_ACTION ITEM_. Nothing but the lines below from the one holding "Every instance of the rocky" up to and including the one holding "Every instance of the circular" should be copied, exactly and without pictures.

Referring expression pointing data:
_____

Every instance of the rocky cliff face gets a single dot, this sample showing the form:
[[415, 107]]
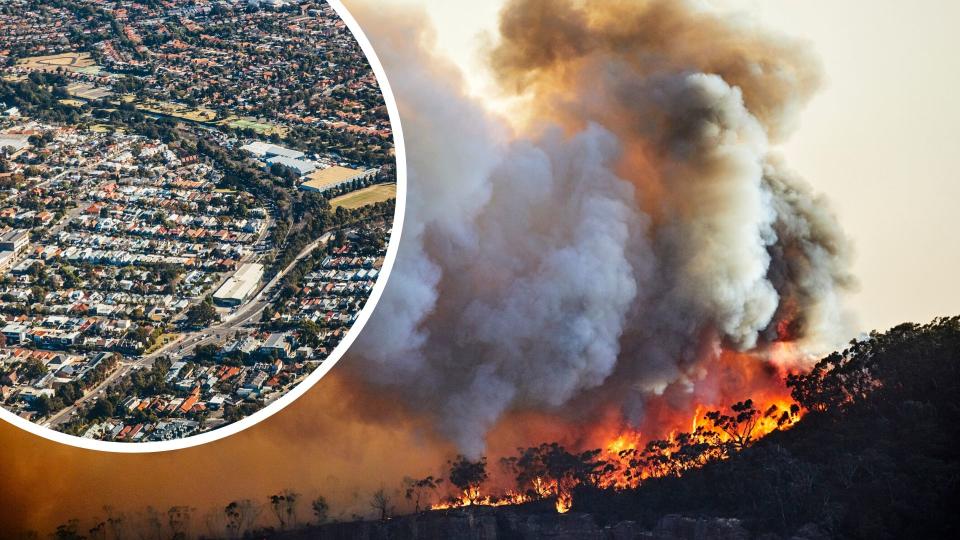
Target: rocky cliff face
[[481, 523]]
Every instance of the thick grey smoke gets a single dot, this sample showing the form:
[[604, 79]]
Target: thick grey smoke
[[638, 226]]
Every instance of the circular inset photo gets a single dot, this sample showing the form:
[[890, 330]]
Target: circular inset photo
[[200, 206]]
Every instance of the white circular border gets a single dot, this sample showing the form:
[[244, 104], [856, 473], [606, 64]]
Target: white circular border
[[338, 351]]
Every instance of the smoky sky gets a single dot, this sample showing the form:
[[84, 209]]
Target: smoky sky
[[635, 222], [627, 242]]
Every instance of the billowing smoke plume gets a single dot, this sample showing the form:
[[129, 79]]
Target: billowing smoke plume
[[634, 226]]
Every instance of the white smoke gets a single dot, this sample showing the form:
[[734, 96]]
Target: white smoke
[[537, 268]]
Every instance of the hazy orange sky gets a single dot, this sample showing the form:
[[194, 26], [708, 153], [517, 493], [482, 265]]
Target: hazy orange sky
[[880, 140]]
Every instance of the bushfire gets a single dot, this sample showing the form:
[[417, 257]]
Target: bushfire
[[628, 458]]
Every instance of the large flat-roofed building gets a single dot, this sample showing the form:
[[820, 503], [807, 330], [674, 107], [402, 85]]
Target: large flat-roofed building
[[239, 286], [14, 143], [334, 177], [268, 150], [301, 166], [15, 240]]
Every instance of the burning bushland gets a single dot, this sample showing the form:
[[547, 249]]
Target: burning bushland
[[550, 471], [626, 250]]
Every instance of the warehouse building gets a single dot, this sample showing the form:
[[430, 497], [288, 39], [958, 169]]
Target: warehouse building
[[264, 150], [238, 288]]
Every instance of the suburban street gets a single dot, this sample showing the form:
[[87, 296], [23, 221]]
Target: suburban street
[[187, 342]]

_____

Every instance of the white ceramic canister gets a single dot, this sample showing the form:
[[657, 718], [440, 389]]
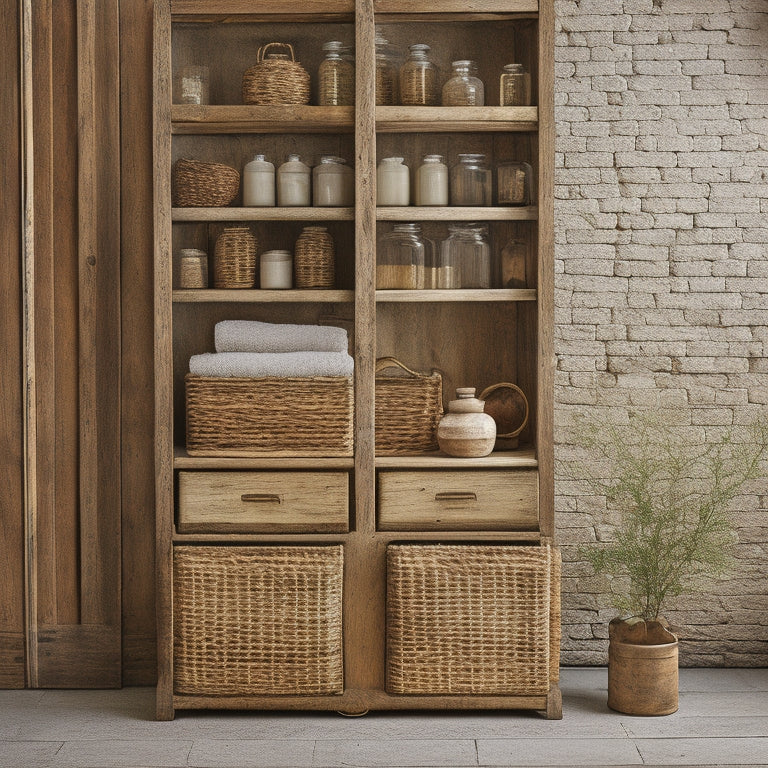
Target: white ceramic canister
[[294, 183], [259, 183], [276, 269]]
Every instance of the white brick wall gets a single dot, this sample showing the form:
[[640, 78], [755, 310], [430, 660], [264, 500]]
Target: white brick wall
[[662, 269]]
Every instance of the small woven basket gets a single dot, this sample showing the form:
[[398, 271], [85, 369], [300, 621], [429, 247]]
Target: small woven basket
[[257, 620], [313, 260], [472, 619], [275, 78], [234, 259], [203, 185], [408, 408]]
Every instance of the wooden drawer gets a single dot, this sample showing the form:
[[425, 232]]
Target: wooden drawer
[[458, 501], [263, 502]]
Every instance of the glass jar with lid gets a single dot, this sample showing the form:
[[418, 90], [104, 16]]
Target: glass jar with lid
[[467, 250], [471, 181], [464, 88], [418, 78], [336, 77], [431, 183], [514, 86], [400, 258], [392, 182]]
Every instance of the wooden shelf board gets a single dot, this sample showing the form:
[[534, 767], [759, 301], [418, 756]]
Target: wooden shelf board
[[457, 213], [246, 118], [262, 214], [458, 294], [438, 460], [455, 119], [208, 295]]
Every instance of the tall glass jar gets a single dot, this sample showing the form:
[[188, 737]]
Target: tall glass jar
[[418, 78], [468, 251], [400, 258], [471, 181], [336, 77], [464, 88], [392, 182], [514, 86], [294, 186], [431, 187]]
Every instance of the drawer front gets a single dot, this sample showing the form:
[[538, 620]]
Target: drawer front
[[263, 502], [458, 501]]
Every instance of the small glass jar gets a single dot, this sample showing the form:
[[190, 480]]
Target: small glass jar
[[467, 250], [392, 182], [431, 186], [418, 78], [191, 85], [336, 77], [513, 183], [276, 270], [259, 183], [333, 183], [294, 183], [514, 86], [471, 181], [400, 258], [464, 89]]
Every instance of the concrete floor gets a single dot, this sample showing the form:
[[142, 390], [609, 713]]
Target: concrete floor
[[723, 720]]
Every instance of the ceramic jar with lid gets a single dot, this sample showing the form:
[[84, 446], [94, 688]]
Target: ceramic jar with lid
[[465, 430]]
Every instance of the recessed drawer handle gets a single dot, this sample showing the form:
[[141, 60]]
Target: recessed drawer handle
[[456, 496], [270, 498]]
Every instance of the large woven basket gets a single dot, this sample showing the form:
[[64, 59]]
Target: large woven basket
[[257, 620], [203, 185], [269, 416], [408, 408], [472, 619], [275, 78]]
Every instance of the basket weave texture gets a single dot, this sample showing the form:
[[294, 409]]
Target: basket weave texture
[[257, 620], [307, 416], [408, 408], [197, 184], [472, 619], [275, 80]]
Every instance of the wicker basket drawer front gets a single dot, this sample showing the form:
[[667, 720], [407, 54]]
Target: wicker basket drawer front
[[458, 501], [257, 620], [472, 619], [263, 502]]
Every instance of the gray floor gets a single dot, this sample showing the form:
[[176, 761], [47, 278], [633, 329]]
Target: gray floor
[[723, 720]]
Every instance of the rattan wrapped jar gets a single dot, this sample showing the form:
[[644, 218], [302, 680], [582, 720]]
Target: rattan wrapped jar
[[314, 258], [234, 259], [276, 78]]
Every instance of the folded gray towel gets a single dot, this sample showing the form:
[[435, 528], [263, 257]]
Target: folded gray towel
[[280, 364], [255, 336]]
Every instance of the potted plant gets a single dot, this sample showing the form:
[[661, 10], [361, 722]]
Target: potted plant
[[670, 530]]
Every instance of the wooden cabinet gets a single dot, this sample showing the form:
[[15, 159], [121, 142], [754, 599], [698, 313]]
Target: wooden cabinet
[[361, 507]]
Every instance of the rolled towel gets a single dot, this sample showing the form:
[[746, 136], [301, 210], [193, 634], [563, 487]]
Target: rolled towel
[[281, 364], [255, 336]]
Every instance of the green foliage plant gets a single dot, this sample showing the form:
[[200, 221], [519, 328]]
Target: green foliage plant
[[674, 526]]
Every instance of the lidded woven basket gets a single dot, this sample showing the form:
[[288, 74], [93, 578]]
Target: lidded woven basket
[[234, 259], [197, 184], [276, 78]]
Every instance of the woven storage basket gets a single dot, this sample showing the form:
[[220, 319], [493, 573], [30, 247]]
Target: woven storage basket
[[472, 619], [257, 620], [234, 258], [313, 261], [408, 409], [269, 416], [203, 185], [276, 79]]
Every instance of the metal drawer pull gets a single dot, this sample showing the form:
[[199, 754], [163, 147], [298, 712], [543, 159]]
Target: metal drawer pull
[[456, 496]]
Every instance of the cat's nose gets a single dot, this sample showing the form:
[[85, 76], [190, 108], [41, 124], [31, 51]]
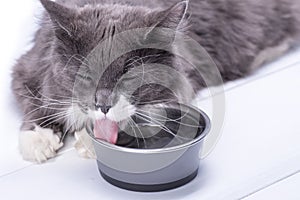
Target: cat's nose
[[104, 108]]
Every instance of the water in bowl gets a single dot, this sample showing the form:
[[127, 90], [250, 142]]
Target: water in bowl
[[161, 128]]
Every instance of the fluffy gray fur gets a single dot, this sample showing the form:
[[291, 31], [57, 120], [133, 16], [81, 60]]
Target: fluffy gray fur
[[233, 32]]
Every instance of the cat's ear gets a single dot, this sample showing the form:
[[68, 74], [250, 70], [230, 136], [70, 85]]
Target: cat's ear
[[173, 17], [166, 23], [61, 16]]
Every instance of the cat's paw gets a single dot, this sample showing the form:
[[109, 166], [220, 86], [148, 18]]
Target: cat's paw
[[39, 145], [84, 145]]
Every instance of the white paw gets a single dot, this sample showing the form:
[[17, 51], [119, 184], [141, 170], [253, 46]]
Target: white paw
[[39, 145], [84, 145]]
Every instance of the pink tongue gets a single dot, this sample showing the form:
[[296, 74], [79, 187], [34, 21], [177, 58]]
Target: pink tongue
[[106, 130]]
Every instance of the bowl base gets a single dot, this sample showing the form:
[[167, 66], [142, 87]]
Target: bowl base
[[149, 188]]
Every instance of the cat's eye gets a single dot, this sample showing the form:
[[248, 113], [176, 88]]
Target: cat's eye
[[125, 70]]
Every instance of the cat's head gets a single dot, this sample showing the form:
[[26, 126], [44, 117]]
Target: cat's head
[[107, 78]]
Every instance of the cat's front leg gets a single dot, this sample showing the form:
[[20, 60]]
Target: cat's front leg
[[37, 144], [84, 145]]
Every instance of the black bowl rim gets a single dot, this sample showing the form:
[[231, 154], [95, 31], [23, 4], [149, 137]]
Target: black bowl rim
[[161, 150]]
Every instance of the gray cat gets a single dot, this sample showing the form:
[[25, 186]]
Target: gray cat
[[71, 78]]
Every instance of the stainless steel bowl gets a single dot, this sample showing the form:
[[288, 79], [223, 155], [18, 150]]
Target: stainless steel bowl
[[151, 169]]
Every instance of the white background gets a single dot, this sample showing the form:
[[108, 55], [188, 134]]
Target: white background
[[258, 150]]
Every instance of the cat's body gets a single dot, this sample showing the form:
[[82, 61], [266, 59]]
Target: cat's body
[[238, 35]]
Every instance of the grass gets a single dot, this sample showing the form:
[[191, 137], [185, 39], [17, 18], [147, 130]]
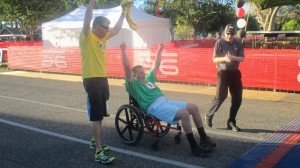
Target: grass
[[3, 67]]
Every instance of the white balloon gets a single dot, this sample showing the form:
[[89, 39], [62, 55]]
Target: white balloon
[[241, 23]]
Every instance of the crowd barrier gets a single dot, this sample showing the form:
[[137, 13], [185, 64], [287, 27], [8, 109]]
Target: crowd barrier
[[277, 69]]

_____

_EXERCISE RESULT_.
Every instance of the rocky cliff face gets a single dot, this sample showing the form:
[[415, 107]]
Target: rocky cliff face
[[481, 523]]
Every instance of the thick grey smoke gets a single dot, this sample showing the form:
[[604, 79]]
Target: thick grey smoke
[[638, 226]]
Every instance of the circular inset photo gets a single dot, this sample showing the form:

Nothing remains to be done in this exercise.